Natural language region descriptions:

::::::

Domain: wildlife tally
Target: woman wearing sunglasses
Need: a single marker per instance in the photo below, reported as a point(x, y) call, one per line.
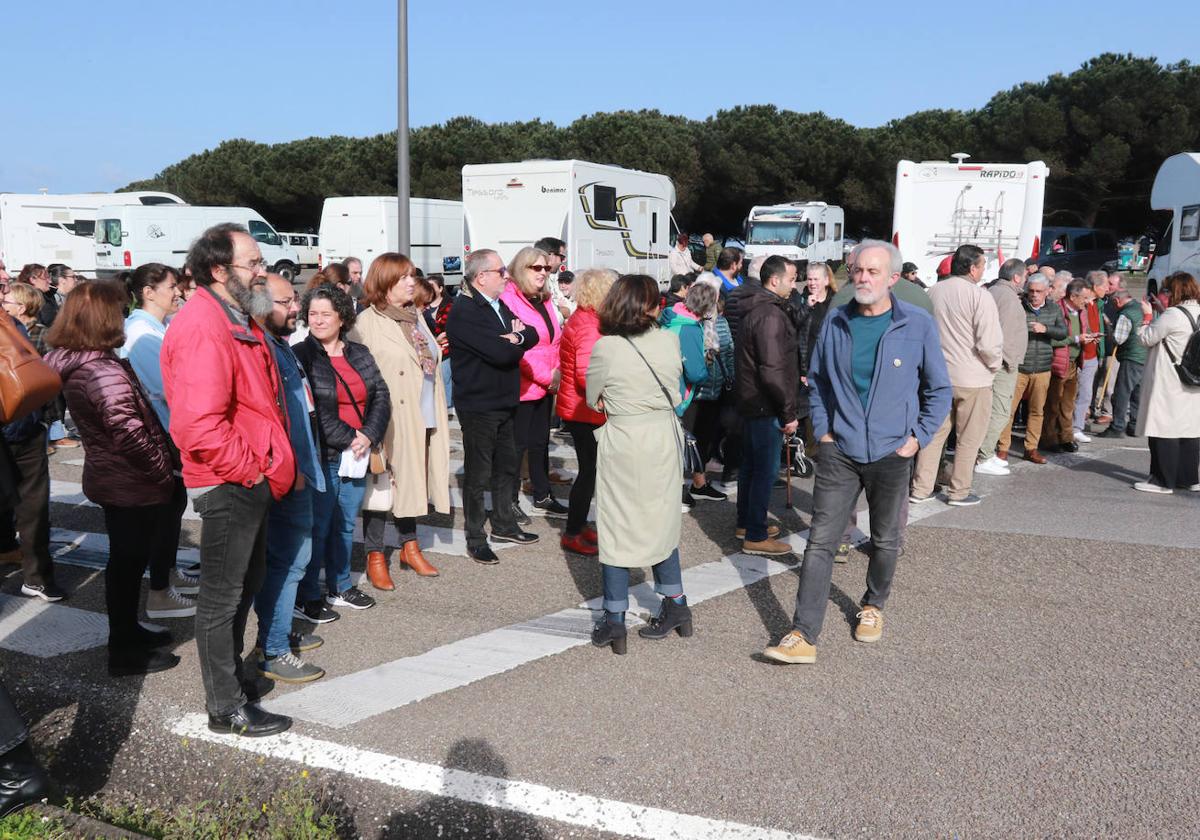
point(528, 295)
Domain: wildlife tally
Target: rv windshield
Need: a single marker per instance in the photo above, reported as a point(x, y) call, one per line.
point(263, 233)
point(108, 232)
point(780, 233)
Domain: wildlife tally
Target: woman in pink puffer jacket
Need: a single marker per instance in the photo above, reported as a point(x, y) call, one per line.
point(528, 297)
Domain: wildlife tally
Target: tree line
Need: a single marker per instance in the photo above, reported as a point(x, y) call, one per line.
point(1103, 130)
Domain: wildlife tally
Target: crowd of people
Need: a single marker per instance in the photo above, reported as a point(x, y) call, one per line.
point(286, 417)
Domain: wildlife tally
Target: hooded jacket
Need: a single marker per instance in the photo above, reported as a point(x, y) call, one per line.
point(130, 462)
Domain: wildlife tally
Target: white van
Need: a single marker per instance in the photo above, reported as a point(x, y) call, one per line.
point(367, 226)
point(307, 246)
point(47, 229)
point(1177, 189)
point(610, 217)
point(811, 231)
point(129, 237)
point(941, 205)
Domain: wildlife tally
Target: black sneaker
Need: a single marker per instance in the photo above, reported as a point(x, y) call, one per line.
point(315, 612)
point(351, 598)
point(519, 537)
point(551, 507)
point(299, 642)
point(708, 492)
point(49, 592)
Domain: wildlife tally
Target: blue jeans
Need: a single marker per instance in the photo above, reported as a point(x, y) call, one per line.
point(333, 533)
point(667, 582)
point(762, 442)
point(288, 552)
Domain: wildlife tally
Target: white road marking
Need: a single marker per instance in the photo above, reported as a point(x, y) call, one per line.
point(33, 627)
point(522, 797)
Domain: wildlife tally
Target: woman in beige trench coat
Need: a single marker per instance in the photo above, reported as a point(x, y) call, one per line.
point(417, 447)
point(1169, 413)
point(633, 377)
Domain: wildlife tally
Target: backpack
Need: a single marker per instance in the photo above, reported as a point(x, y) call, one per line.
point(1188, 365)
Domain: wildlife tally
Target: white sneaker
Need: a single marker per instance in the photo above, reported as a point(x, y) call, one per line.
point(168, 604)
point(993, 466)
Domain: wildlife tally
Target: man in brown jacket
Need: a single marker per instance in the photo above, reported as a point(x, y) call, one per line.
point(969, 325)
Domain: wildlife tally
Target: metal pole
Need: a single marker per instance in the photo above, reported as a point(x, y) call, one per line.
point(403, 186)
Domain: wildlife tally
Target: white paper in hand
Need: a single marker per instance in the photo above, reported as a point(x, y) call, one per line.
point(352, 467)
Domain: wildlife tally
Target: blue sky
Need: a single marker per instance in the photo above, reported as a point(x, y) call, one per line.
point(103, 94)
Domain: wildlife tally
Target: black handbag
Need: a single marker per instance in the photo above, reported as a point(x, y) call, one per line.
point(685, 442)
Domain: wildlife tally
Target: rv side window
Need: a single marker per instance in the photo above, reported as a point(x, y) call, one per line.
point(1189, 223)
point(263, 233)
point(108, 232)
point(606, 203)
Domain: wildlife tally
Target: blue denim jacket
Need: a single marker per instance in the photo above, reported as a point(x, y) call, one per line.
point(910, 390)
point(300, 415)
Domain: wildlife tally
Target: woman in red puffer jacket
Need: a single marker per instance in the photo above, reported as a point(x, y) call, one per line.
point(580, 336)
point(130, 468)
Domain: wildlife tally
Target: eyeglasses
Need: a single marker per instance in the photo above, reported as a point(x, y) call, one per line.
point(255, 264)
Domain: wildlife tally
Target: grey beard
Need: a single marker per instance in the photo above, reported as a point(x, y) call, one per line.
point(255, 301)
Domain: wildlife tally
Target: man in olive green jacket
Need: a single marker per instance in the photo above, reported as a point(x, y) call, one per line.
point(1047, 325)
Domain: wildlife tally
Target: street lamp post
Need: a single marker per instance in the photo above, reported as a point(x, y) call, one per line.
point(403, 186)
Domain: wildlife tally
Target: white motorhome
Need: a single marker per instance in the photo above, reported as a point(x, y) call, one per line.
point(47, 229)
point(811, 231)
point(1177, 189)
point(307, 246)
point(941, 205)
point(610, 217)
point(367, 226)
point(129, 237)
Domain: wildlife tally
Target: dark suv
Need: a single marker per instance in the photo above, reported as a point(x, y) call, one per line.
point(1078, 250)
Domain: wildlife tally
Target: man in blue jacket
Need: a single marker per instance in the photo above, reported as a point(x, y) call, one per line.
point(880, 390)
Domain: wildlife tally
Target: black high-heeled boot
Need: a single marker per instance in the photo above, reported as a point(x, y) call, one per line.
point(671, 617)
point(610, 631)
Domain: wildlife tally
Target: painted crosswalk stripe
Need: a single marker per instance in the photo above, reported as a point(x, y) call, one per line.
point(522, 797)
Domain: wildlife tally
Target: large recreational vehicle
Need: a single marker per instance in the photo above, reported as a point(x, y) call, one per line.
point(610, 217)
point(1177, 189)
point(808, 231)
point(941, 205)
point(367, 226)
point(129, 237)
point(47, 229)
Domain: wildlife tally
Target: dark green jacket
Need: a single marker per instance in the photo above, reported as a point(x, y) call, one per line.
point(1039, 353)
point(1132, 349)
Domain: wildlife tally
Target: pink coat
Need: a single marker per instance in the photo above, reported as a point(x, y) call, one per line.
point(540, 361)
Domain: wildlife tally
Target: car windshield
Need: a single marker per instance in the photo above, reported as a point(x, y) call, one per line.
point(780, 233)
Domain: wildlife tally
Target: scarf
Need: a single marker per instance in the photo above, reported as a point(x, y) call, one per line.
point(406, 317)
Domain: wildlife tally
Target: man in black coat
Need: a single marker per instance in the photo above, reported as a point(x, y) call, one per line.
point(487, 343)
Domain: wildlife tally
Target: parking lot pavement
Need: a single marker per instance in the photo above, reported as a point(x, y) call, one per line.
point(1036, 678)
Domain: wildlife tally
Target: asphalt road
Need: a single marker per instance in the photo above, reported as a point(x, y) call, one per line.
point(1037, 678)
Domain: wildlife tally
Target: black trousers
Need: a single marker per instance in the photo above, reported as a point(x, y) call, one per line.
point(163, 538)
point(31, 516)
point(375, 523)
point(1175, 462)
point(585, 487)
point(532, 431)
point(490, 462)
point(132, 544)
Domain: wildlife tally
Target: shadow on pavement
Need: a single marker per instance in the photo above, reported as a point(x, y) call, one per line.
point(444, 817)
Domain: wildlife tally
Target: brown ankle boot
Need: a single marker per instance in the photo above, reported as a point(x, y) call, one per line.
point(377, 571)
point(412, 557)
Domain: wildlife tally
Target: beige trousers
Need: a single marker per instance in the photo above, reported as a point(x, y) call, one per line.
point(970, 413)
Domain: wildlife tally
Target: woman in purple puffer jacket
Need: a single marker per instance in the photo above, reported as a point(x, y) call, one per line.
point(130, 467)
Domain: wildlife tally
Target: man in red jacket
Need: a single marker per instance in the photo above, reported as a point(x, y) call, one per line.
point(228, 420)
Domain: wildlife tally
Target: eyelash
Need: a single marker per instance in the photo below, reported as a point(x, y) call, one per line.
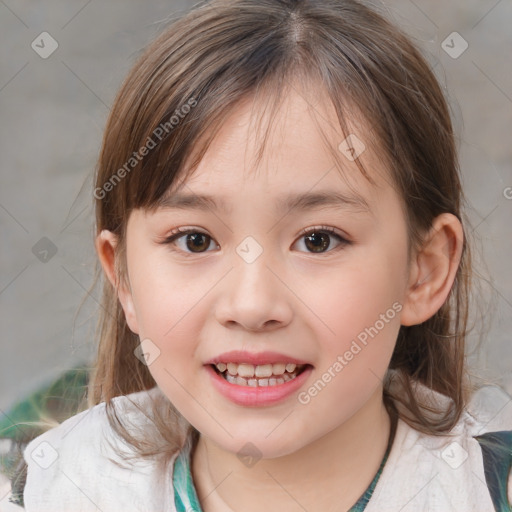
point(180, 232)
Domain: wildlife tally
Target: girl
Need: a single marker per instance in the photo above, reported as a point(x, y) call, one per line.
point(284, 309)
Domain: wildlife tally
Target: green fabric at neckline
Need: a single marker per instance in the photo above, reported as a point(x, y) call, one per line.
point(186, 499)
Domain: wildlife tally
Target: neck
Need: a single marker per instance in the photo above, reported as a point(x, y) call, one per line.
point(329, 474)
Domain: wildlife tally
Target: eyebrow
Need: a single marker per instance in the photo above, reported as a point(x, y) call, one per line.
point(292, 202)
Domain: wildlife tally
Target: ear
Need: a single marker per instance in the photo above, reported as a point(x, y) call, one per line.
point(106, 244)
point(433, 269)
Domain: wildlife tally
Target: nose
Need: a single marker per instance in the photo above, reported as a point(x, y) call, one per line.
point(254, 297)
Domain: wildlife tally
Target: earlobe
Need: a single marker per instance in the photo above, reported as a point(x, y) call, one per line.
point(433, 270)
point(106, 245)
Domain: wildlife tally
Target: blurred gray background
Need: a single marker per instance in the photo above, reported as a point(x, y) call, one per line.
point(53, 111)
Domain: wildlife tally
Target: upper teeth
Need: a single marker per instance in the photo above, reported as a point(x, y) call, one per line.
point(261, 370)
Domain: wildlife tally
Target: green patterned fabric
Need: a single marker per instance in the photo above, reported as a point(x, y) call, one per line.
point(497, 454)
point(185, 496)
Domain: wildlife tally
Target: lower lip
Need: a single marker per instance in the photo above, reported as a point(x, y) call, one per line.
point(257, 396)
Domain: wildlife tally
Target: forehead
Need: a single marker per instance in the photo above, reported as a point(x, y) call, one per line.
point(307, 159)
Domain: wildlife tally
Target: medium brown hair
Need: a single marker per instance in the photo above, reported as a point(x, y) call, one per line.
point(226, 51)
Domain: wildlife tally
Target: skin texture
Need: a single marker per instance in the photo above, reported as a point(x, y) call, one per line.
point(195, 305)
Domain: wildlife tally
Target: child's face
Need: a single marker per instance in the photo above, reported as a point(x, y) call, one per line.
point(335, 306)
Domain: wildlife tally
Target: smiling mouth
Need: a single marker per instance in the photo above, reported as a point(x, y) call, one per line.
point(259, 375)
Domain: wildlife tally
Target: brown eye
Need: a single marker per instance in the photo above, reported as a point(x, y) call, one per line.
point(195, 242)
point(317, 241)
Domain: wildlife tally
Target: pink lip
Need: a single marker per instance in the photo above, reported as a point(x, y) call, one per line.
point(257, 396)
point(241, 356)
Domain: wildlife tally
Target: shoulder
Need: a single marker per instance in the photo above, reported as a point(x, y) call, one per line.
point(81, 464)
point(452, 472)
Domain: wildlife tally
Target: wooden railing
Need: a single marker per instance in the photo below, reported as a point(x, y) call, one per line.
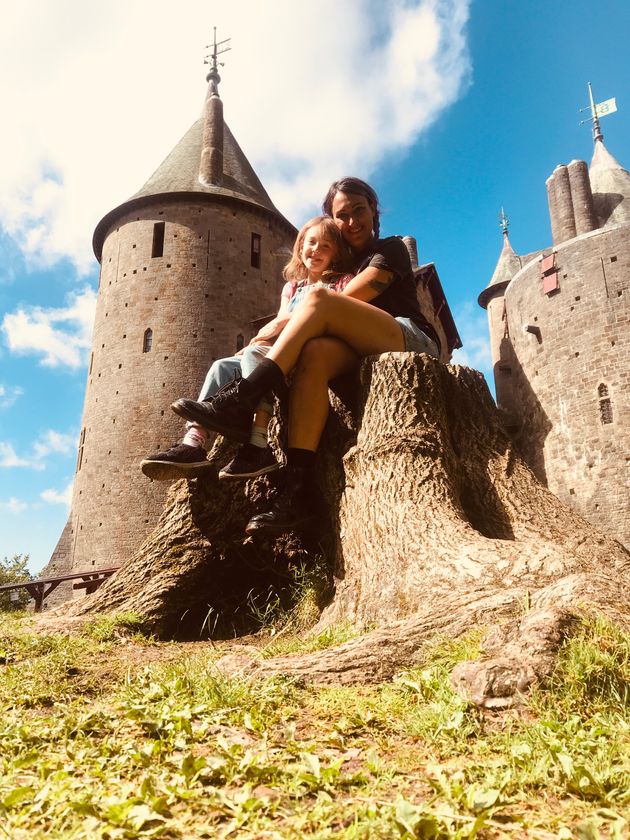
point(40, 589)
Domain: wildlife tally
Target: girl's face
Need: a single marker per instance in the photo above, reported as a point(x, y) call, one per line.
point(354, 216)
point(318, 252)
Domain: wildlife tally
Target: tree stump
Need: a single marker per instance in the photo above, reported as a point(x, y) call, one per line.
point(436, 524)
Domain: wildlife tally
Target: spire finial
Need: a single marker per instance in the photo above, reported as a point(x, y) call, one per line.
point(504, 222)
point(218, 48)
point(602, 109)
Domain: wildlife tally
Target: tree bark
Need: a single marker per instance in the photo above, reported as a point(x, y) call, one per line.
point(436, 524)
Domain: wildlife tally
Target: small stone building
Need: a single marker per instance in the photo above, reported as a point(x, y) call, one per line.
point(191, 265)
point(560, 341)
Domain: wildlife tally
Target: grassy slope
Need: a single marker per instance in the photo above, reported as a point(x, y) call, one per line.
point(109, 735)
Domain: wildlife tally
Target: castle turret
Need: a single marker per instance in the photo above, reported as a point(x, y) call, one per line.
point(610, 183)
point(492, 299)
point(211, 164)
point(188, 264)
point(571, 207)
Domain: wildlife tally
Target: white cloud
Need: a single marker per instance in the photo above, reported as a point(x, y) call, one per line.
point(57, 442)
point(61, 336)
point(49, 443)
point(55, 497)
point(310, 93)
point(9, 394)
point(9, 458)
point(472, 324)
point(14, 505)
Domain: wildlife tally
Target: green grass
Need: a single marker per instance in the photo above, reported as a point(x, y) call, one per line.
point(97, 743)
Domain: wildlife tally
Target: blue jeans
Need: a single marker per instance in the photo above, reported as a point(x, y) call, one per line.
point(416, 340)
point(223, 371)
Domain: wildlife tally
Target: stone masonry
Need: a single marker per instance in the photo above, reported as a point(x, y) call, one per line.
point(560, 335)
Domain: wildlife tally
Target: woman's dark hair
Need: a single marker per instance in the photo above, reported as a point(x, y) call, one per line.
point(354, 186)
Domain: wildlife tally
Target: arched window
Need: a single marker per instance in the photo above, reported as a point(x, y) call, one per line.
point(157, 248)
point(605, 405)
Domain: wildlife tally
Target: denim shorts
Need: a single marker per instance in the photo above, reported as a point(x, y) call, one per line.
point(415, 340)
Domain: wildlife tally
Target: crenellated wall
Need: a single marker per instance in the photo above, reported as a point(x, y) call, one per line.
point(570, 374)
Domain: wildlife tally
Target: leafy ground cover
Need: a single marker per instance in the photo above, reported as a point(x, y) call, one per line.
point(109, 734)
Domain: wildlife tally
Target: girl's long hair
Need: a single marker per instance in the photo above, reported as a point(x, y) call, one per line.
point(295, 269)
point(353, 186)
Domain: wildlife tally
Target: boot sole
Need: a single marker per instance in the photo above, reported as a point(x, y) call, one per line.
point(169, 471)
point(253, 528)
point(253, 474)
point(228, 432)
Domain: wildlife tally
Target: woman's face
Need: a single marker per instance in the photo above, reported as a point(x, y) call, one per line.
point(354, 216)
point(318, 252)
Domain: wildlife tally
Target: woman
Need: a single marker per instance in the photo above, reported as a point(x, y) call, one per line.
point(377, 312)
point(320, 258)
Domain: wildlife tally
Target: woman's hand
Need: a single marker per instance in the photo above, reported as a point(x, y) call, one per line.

::::::

Required action: The expected answer is an exact copy of the lines above, beginning at the line with "Target: rv windshield" and ending at the line with "Target: white van", with both ends in.

Your response:
Target: rv windshield
Need: a single marker per instance in the photo above, reported as a point(x, y) call, one per line.
point(263, 233)
point(108, 232)
point(780, 233)
Domain: wildlife tally
Target: woman in pink puffer jacket
Need: a single marker per instance in the photo above, reported as a point(x, y) call, one per line.
point(528, 297)
Domain: wildlife tally
Target: tree line
Need: a single marker per instance in the photo above, reported as a point(x, y) call, one per line.
point(1103, 130)
Domain: wildlife tally
Target: crowd of people
Need: a single marker per instance in the photo above, reported as a point(x, y) call, one per line.
point(286, 417)
Domain: wildlife tally
Target: hooded jacket
Need: a single marker per instance in the photo above, reported as a point(x, y) call, one per line.
point(130, 462)
Domain: wildlife tally
Target: white van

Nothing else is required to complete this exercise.